# [Description of the task]
Put each line of all the items below into a single numbered list, omitting any blank lines.

# [Records]
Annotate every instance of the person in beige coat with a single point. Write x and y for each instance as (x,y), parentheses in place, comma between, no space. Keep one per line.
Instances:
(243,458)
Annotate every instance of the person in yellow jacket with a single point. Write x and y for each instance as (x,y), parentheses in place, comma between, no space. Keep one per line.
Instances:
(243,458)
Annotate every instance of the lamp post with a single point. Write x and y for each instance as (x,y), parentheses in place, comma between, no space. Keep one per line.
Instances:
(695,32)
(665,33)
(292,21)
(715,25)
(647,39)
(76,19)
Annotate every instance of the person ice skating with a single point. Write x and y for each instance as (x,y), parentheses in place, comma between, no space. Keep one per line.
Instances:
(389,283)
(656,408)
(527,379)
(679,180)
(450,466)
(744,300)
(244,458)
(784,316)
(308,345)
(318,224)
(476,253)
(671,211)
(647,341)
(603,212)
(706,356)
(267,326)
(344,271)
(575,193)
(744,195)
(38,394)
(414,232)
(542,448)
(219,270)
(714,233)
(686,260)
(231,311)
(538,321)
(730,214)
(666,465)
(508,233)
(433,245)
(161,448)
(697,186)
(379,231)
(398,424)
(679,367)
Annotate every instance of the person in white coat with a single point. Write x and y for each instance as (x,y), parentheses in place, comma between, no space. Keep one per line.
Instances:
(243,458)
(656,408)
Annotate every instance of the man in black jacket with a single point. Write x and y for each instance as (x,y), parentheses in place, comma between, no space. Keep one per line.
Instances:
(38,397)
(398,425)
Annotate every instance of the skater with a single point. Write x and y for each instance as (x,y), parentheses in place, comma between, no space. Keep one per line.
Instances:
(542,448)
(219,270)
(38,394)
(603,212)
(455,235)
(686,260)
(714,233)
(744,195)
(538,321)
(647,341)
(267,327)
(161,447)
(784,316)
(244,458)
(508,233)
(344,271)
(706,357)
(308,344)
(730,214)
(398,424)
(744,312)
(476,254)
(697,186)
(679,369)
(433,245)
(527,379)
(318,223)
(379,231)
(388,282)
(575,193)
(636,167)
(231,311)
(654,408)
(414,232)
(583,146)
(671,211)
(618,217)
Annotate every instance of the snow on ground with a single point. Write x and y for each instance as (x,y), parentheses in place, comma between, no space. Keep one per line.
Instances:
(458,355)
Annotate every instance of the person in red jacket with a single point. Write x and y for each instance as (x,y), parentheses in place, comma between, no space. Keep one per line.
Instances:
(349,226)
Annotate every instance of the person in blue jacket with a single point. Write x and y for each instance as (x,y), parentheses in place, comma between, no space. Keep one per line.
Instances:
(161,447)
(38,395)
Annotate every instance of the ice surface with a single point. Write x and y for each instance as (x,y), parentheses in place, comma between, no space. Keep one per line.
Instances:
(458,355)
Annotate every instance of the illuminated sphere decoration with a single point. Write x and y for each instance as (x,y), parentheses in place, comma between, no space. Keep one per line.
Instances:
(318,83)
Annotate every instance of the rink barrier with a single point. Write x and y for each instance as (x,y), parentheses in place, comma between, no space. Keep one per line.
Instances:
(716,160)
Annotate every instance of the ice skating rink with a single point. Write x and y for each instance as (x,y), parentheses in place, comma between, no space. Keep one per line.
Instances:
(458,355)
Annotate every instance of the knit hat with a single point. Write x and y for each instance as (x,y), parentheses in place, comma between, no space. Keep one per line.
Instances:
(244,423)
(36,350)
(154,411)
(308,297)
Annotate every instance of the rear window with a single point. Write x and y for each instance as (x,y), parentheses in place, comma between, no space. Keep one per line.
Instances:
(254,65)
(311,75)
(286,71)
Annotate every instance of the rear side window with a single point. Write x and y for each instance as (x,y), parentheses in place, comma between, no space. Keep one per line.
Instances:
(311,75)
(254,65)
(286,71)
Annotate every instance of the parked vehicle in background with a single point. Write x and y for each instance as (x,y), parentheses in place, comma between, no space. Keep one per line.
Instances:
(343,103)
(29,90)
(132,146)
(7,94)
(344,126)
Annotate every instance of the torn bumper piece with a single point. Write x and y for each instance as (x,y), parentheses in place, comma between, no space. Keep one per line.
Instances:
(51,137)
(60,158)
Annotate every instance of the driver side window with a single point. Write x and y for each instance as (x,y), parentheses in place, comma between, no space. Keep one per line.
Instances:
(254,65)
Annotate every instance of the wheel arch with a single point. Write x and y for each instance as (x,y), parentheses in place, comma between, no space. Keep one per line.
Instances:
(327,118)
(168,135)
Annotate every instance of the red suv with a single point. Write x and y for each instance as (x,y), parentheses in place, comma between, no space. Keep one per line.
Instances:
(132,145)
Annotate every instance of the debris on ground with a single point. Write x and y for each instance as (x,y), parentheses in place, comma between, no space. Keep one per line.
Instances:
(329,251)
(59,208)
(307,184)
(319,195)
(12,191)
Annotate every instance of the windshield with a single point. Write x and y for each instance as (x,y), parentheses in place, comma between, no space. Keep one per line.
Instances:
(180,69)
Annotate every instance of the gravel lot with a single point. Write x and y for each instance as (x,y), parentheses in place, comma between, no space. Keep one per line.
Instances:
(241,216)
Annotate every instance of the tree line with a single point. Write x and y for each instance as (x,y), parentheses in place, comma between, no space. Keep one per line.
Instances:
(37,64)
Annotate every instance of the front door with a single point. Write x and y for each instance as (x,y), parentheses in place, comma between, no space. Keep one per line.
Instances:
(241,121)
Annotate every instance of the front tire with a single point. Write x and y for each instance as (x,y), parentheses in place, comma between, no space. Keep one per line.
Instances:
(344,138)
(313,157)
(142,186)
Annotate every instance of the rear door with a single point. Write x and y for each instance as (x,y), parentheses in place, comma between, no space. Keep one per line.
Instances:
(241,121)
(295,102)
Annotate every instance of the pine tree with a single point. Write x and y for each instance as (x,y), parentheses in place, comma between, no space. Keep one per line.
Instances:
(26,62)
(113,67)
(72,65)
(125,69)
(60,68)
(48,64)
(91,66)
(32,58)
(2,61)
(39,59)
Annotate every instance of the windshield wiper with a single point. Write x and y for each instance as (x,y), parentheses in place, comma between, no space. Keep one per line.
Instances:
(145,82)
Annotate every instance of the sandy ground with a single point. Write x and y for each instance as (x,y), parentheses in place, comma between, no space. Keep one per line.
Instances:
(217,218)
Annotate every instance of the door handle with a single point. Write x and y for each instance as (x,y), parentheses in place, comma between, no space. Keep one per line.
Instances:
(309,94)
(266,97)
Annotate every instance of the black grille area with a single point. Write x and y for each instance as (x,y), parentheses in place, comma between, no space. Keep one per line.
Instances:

# [Reply]
1. Annotate every instance of the person in beige coat with a single point. Write x and y for each instance as (x,y), parentheses in place, comma between, no space. Keep one per line.
2. Instances:
3. (243,458)
4. Annotate every instance of the person in yellow jacket with a single point. Write x and y for each instance as (x,y), parentheses in place, comma between, no space. Keep one per line.
5. Instances:
6. (243,458)
7. Annotate every instance of the lamp post with a single point. Write x and y for each instance as (x,y), parentheses in place, comma between, no space. Keep one per line.
8. Instances:
9. (695,32)
10. (665,33)
11. (292,21)
12. (715,25)
13. (647,39)
14. (76,19)
15. Annotate every instance of the person ice skating with a single point. Write x and y for each instance as (x,y), parentheses in place, comma between, no space. Keep one per line.
16. Instances:
17. (389,283)
18. (656,408)
19. (527,379)
20. (679,180)
21. (450,466)
22. (744,300)
23. (244,458)
24. (784,316)
25. (308,345)
26. (318,224)
27. (476,253)
28. (671,211)
29. (647,341)
30. (603,212)
31. (706,356)
32. (267,326)
33. (344,271)
34. (575,193)
35. (744,195)
36. (38,394)
37. (414,232)
38. (542,448)
39. (219,270)
40. (714,233)
41. (686,260)
42. (231,311)
43. (538,321)
44. (730,214)
45. (666,465)
46. (508,233)
47. (433,245)
48. (161,448)
49. (697,186)
50. (379,231)
51. (398,424)
52. (679,367)
53. Annotate every instance of the person in white coat with a single point. Write x and y for each instance as (x,y), parentheses in place, comma between, no space. Keep one per line.
54. Instances:
55. (243,458)
56. (656,408)
57. Annotate every instance of the man in black jacket with a single point. Write x and y for each instance as (x,y), parentheses in place, comma between, no space. Keep one per line.
58. Instances:
59. (38,397)
60. (398,425)
61. Annotate every instance of the skater with a single point. Write x and y for each instance as (x,y), parentheses in place, comma between, no space. Keep one per line.
62. Instances:
63. (542,448)
64. (219,270)
65. (38,394)
66. (603,212)
67. (455,235)
68. (686,260)
69. (714,233)
70. (744,195)
71. (538,321)
72. (647,341)
73. (267,327)
74. (161,447)
75. (784,316)
76. (244,458)
77. (508,233)
78. (344,271)
79. (706,357)
80. (308,344)
81. (730,214)
82. (398,424)
83. (744,312)
84. (476,254)
85. (697,186)
86. (679,369)
87. (433,245)
88. (527,379)
89. (318,223)
90. (379,231)
91. (388,282)
92. (575,193)
93. (636,167)
94. (231,311)
95. (654,408)
96. (414,232)
97. (583,146)
98. (671,211)
99. (618,217)
100. Annotate every instance of the snow on ground with a single point. Write x and y for each instance as (x,y), parentheses in place, comma between, no space. Keep one per line.
101. Instances:
102. (458,355)
103. Annotate every instance of the person in red jacket with a single point. Write x and y for each instance as (x,y), parentheses in place, comma between, no space. Keep one per line.
104. Instances:
105. (349,226)
106. Annotate every instance of the person in blue jacket with a single point. Write x and y for each instance as (x,y), parentheses in place, comma between, no space. Keep one per line.
107. Instances:
108. (161,447)
109. (38,395)
110. Annotate every instance of the ice surface with a single point. Write x and y for each instance as (x,y), parentheses in place, comma between, no space. Keep one per line.
111. Instances:
112. (458,355)
113. Annotate every instance of the illuminated sphere decoration with a single point. Write x and y for each instance as (x,y), parentheses in place, comma between, no space. Keep one per line.
114. Instances:
115. (318,83)
116. Annotate every instance of the rink barrier with a single point. Write x and y for each instance as (x,y), parentheses in place, comma between, no space. Keep one per line.
117. Instances:
118. (716,160)
119. Annotate every instance of the ice skating rink with a single point. Write x and y for each instance as (x,y), parentheses in place, comma between, no space. Keep one per line.
120. Instances:
121. (458,355)
122. Annotate every instance of the knit hat with a single point. Write x and y for each instance as (x,y), parentheses in place, comma between, no space. Keep one per line.
123. Instances:
124. (244,423)
125. (36,350)
126. (154,411)
127. (308,297)
128. Annotate every instance of the rear window with a single point. Write x and y for each instance as (x,y), parentheses in place, comma between, no space. Keep one per line.
129. Instances:
130. (254,65)
131. (311,75)
132. (286,71)
133. Annotate every instance of the rear side window with a single point. Write x and y for each instance as (x,y), parentheses in place, comma between, no space. Keep one per line.
134. Instances:
135. (311,75)
136. (254,65)
137. (286,71)
138. Annotate every instance of the parked vehicle in background with a single point. Write x and y for each instance as (x,y), parentheses in place, comma between, no space. Keep one per line.
139. Instances:
140. (343,103)
141. (29,90)
142. (132,146)
143. (7,94)
144. (344,126)
145. Annotate every instance of the torn bumper piece with a single point. Write x and y for each instance as (x,y), parentheses in place, comma between, no space. Keep one per line.
146. Instances:
147. (51,137)
148. (60,158)
149. Annotate every instance of the driver side window with a single point. Write x and y for each instance as (x,y), parentheses in place, comma between, no space. Keep one per line.
150. Instances:
151. (254,65)
152. Annotate every instance of the wheel arch with a single point. Write x and y for each instance as (x,y), parentheses in place, comma between, no space. Keep one per line.
153. Instances:
154. (327,118)
155. (168,135)
156. Annotate every instance of the red suv with a single point. Write x and y for each instance as (x,y), parentheses in place, comma between, no space. Keep one per line.
157. Instances:
158. (132,145)
159. Annotate every instance of the debris on ground with a single point. Write x and y for each instance as (x,y), parentheses in place, comma between, no space. Keep one per line.
160. Instances:
161. (329,251)
162. (59,208)
163. (307,184)
164. (319,195)
165. (12,191)
166. Annotate every instance of the windshield with a single point. Write x and y for each instance as (x,y), parentheses in place, comma between, no space. Keep one per line.
167. Instances:
168. (180,69)
169. Annotate every instance of the gravel lot with a single point. Write x and y for each instance as (x,y), parentheses in place, comma between, no space. Keep one per line.
170. Instances:
171. (241,216)
172. Annotate every instance of the tree line with a single point. Write x and y for each instance as (x,y), parentheses in place, comma between, no space. Keep one per line.
173. Instances:
174. (37,64)
175. Annotate every instance of the front door with a single point. Write x and y for each instance as (x,y), parentheses in place, comma between, no space. Keep one per line.
176. Instances:
177. (241,121)
178. Annotate every instance of the front tire with a single point. Write x and y for each instance as (x,y), parentheses in place, comma between, no space. Keep one per line.
179. Instances:
180. (344,138)
181. (313,157)
182. (142,186)
183. Annotate every instance of the rear door with a single point. Write x and y for each instance as (x,y), parentheses in place, comma between, no space. Keep one per line.
184. Instances:
185. (241,121)
186. (295,102)
187. Annotate every instance of the pine tree with a single point. Write x and y for each instance as (x,y), parentheses in place, comma between, no space. Keep one per line.
188. Instances:
189. (26,62)
190. (113,67)
191. (72,65)
192. (125,69)
193. (60,68)
194. (48,64)
195. (91,66)
196. (32,58)
197. (2,61)
198. (39,59)
199. Annotate every instance of the windshield wiper with a single point. Write x and y for each instance as (x,y), parentheses in place, comma between, no space. Keep one per line.
200. Instances:
201. (145,82)
202. Annotate every instance of the sandy ground with a single point. Write x and y for each instance as (x,y), parentheses in place, comma between, no space. Keep one per line.
203. Instances:
204. (217,218)
205. Annotate every instance of the door handle with a single point. Write x and y for each instance as (x,y), parentheses in place, comma between, no space. Keep one per line.
206. Instances:
207. (309,94)
208. (266,97)
209. Annotate every instance of the black grille area with a single point. Write x and y for each instance as (x,y), parentheses in place, comma between, no space. Keep one per line.
210. Instances:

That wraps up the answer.